In your copy, include every line of the listing below exactly but none of the pictures.

· · ·

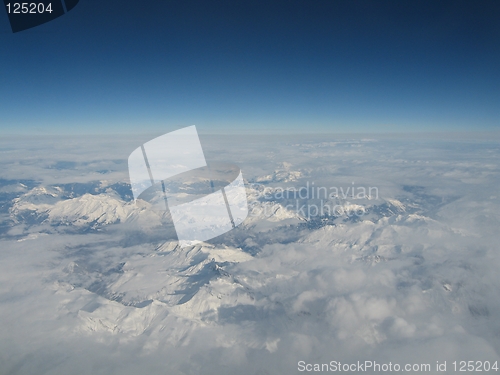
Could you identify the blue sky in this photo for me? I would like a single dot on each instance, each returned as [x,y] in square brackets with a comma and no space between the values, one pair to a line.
[250,66]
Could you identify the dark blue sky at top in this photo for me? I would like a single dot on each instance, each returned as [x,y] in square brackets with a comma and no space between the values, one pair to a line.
[254,66]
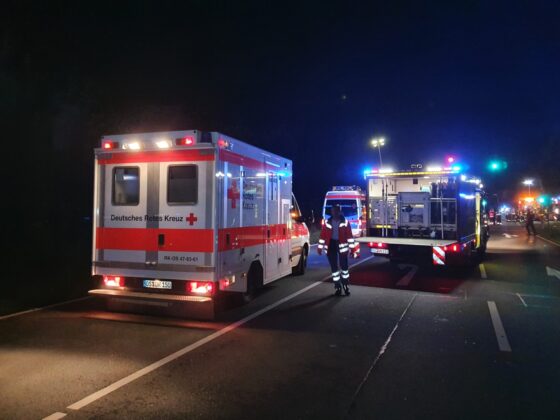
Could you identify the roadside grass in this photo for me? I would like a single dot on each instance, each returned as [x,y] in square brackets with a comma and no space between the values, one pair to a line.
[47,271]
[550,231]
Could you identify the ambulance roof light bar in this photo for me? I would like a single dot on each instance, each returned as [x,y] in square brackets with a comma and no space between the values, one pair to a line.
[346,188]
[375,173]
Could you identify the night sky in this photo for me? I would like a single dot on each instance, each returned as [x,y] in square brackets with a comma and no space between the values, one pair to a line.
[312,82]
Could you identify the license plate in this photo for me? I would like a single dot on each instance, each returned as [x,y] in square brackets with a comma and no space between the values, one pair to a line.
[157,284]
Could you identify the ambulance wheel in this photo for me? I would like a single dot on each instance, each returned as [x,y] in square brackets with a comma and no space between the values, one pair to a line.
[299,269]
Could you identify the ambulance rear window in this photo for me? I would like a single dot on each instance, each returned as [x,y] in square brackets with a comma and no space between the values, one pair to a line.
[182,184]
[126,186]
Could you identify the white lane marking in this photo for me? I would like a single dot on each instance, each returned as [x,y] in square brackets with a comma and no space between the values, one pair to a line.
[150,368]
[548,240]
[405,281]
[552,272]
[43,308]
[521,299]
[508,236]
[55,416]
[482,271]
[381,352]
[503,342]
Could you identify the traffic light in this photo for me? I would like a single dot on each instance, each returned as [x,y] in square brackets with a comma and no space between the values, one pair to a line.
[544,200]
[497,165]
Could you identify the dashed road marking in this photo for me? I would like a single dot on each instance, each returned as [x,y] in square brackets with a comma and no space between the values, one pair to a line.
[503,342]
[521,299]
[380,354]
[482,271]
[405,281]
[55,416]
[43,308]
[156,365]
[548,240]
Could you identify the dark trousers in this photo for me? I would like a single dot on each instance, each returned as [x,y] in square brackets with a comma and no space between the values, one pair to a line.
[340,275]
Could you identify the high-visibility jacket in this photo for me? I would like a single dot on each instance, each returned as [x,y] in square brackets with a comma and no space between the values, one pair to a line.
[346,240]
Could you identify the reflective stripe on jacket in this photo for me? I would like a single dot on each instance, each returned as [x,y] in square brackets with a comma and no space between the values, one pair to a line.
[346,241]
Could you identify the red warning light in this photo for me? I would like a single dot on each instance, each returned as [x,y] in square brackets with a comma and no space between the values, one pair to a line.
[108,144]
[185,141]
[222,144]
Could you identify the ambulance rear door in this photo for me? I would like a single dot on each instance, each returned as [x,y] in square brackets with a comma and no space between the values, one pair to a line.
[121,236]
[186,219]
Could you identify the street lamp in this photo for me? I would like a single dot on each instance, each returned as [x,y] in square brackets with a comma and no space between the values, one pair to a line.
[378,142]
[528,182]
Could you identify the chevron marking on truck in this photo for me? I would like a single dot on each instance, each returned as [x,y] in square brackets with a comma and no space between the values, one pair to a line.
[438,255]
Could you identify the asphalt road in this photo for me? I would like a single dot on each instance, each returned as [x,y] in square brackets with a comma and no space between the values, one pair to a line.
[409,343]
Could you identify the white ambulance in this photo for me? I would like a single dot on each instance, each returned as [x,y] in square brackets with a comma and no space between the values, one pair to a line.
[352,202]
[182,216]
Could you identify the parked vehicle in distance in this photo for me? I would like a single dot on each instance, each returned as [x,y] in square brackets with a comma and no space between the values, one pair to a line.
[352,202]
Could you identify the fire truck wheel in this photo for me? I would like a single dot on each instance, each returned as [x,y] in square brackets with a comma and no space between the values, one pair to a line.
[299,269]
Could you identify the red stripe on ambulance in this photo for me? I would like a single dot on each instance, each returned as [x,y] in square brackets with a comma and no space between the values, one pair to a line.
[157,156]
[141,239]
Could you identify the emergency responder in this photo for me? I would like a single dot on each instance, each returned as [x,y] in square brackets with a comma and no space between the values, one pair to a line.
[336,238]
[530,222]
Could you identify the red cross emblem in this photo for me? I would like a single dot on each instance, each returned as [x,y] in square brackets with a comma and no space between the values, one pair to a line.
[233,194]
[191,219]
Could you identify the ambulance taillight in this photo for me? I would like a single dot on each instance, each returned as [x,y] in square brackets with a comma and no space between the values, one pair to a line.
[200,287]
[109,145]
[185,141]
[113,281]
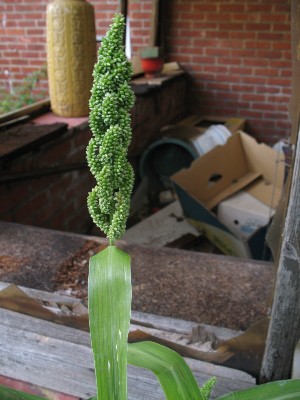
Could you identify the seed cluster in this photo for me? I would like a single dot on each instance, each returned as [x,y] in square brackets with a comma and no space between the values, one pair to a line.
[110,123]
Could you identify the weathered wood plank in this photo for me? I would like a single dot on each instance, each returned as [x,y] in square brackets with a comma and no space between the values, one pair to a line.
[284,328]
[178,325]
[60,358]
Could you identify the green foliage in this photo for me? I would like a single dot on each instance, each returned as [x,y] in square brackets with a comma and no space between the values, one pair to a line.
[23,94]
[110,103]
[171,370]
[109,301]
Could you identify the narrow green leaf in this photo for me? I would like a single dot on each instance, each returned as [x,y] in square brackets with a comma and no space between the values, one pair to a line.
[174,375]
[109,299]
[12,394]
[279,390]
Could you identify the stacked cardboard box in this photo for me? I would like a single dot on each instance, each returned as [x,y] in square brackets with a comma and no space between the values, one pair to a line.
[209,183]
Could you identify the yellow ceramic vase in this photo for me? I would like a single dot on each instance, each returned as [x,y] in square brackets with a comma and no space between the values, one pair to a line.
[71,55]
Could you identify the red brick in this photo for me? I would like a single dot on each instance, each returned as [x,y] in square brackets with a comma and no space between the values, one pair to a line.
[232,8]
[240,70]
[205,7]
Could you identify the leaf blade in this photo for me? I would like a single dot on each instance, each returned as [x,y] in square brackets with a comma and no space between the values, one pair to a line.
[174,375]
[109,302]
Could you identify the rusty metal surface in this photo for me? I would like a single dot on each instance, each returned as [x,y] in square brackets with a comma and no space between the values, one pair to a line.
[201,287]
[31,256]
[21,138]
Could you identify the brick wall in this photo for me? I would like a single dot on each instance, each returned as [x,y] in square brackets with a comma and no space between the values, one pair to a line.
[238,55]
[56,201]
[236,51]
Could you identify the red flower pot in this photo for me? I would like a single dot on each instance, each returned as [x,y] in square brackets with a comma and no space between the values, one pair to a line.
[152,66]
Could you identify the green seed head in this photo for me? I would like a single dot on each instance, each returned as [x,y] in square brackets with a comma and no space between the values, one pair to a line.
[110,123]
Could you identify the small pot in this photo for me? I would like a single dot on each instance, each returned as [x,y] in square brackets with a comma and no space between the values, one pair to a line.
[152,66]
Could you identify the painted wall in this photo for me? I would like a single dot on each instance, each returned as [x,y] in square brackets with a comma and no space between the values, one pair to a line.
[237,53]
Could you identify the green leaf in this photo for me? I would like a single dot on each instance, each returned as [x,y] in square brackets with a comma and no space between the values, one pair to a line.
[109,300]
[12,394]
[174,375]
[279,390]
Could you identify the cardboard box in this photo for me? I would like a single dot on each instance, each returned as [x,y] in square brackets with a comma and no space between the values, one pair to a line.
[202,122]
[241,163]
[243,214]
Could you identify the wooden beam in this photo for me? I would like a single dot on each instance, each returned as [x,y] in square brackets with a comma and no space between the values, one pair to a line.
[284,327]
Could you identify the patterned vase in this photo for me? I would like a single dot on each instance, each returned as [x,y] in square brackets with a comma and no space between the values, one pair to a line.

· · ·

TASK ANSWER -
Could you identify the blue sky in this photo for me? I would like a single dot on each instance, each returned as [x,y] in square brackets with a comma and no space between the values, one pair to a line.
[250,66]
Could you identify the dark blue sky at top in this photo for me? I would like a single dot on each instance, each returned as [x,y] in square brackets with a comma and no space between the values, one pair to a line.
[254,66]
Could you identify the roadside grass in this photo for me? I would like a single dot on each instance, each returned as [x,y] in square brackets with a comma and no space between the values, one pair to a line.
[47,271]
[550,231]
Could you identify the ambulance roof light bar in this photo for me? I would like a single dot on each instance, each returned as [x,y] in square brackets with a comma and no space between the values, one pair to a line.
[346,188]
[375,173]
Could you identify the night sky in this photo for me? I would like a single dot on each instance, each returned as [x,y] in square brackets with a comma and no space between the values, one pair to a line.
[312,82]
Could you identify the license plate in this photo for me? I would like a single dot on each instance, each returned as [x,y] in square brackets with a comma and no space between the values, one pair to a line.
[157,284]
Could you identify the ambulance wheel in this photo for me? I would like a single dot on each instance, each returned as [x,y] in square brackets with a comma and no space between the values, one pair to a line.
[299,269]
Could you identify the ambulance rear window in this photo for me? I would like a single dot on each instance, each returned as [x,y] in square brackets with a comma and no space between the values, one pair to a line.
[182,184]
[126,186]
Could you identify the white lane marking in this photo for me? I would like a single dot on each instance, each returned as [x,y] in square brackets with a comma and no space between the values, one pair to a line.
[150,368]
[548,240]
[405,281]
[552,272]
[43,308]
[521,299]
[508,236]
[55,416]
[482,271]
[381,352]
[503,342]
Could you identify the traffic light in this photo for me? I would like a single dot on each instance, each returned as [x,y] in square brackets with a comma and no space between the values, one pair to a line.
[544,200]
[497,165]
Could you identify the dashed road marking in this photo for me? I would like a single dot on each instance, each returned as [x,y] in square brackets with a comma and no space between the values, one pair to a line.
[503,342]
[521,299]
[380,354]
[482,271]
[405,281]
[55,416]
[43,308]
[156,365]
[548,240]
Could you identify the dark trousers in this photo for me? I would like a single dot on each instance, each returned as [x,y] in square brackets with a comma and no space between the values, one pair to a line.
[340,275]
Could you identify the high-visibility jacket in this photo for me? I would like a single dot on each instance, each returned as [x,y] in square brackets with a comma and no space between the values, one pair to a line.
[346,240]
Could you identify the reflective stripe on jacket in this photo for me? I would like a single dot on each instance, each returned as [x,y] in square brackets with a comma and no space between the values, one pair to a line.
[346,241]
Could you identify the red warning light in this photo for me? I would like a single dot on each instance, each returned as [x,y] in square brackets with a comma and no space between the values, one pair to a line.
[108,144]
[185,141]
[222,144]
Could you identify the ambulance rear door in this photo for me? I would like a single dot on each instance, each returned as [x,y] in square brackets with a comma and no space between the values, one pair to a line.
[121,236]
[186,219]
Could you identify the street lamp in this photo for me? I would like a single dot on each instance, each returned as [x,y] in square brackets with a comma and no space between the values, one pair to a line.
[378,142]
[528,182]
Could you identify the chevron marking on truck in this photo for me? I would like a single dot on each instance, each returned as [x,y] in square brackets with a comma and no space between the values, one pair to a line.
[438,255]
Could you identify the asphalt road in this photo for me? I would like a single dot on each instance, each returned as [x,y] in square brackets with a comma and no space between the values, one pair to a line.
[409,343]
Could you identify the white ambulance in this photo for me? I would like a single dot on each instance, each returned as [x,y] in square brackets with a comma and no space between the values, one pair to a line.
[352,202]
[182,216]
Could you identify the parked vehicle in distance in this photo for me? I would like a single dot on each instance, each returned as [x,y] in square brackets with a comma and no space between the values, one pair to a line.
[352,202]
Could you identify the fire truck wheel in this photo for me? I would like a single dot on each instance, each returned as [x,y] in square brackets with a comma and no space between the values, one pair to a line.
[299,269]
Could you identify the red stripe on ambulance in this photo for me? I would like a single dot on each instance, each returned as [x,y] in square brackets with a comma and no space between the values, one pair to a line.
[157,156]
[141,239]
Could you identify the emergency responder in this photo for me? I would like a single dot on each instance, each returned as [x,y] in square brackets with a comma and no space between the values, one pair to a line.
[336,238]
[530,222]
Could you identify the red cross emblem in this photo for me? I would like a single dot on each instance, each returned as [x,y] in square brackets with a comma and no space between the values, one pair to a line.
[233,194]
[191,219]
Could you identify the ambulance taillight in this photo for me? I would like a single dot on each instance, each returned as [x,y] in square brackets with a comma and no space between the values, one pair to a line.
[200,287]
[109,145]
[185,141]
[113,281]
Could you identify the seed cluster in this photo for me? I would like a single dot on each instance, each returned as [x,y] in square brackets with a comma and no space between the values, one pair to a line.
[110,123]
Could you identify the weathered wood plank in this photo for me? I would like a single dot on each instance, each returned as [x,y] in square brackets with a comma and no space between the values, one pair to a line.
[284,328]
[178,325]
[60,358]
Could you identify the green foliage in this photo for me? I would like a single dot on each instance, each returned as [x,y] in square brackets with a comma and no space between the values, one pair to a line.
[23,94]
[110,103]
[171,370]
[109,301]
Could you identify the narrow green leaf in this photo for me? I would like a single dot on each instance, each returned as [x,y] in square brackets with a comma and no space between the values, one pair to a line.
[174,375]
[109,299]
[12,394]
[279,390]
Could you identify the stacked cardboard box in this photo for me? I would like a single dot on each instance, each returned as [x,y] in square brackets with a comma and no space between the values, one pair to a line.
[209,183]
Could you identify the yellow ceramic vase in this photo for me? I would like a single dot on each instance, each returned as [x,y] in square brackets with a comma and no space between the values, one pair to a line.
[71,55]
Could you identify the red brick in this photo for me? I would like a single dot on each instance, each returned as [x,y] in square brackets with a comma and no space between the values, one pair to a line.
[232,8]
[240,70]
[205,7]
Could you identify the leaf blade in this photo for me? I would like a single dot on each instance, each returned as [x,y] in square brackets with a comma and no space between the values, one pair to a line.
[174,375]
[109,302]
Could you identify the rusty metal surface in this photo for me? I would like a single dot on each instance, each returned as [x,y] in square brackets with a comma and no space between the values, one pair to a line.
[201,287]
[31,256]
[21,138]
Could you identify the brick wall in this photo for me? I would like a single dot on each instance, each returned as [x,y] in square brackets with a comma and no space between the values, one pair to a line.
[238,55]
[56,201]
[236,51]
Could you identify the red flower pot in this photo for me? I would like a single dot on each instance, each returned as [x,y] in square brackets with a comma and no space between the values, one pair to a line.
[152,66]
Could you identify the green seed head in this photo for me? I would like a single dot on each instance, each returned as [x,y] in square brackets with a comma and no space between the values, one pair to a line.
[110,123]
Could you identify the small pot in this photo for me? I would like a single dot on each instance, each returned as [x,y] in square brackets with a comma and no space between the values, one pair to a line.
[152,66]
Could you identify the painted wall in this photo for me? I would like a single dot on each instance, each returned as [x,y] in square brackets with a comma and no space between the values, one pair to a line.
[237,53]
Could you identify the green leaf in this photo for me? I would like a single dot on each instance, each returned as [x,y] in square brackets with a comma and no space between the values, one pair to a line.
[109,300]
[12,394]
[174,375]
[279,390]
Could you identify the cardboard box in this photo for me? I would like a single dot on each instance, each returned as [x,y] in square brackets with a comma and no space between the values, one pair to a line.
[202,122]
[241,163]
[243,214]
Could you identify the wooden beam in this photo for me? I would like a single dot on each instance, each returned as [x,y] in square brackets with a comma and no space between the values, one pair to a line.
[284,327]
Could you identify the patterned vase in this photo for me? I would like a single dot on each instance, each returned as [x,y] in square brackets with a comma and no space between the values, one pair to a line.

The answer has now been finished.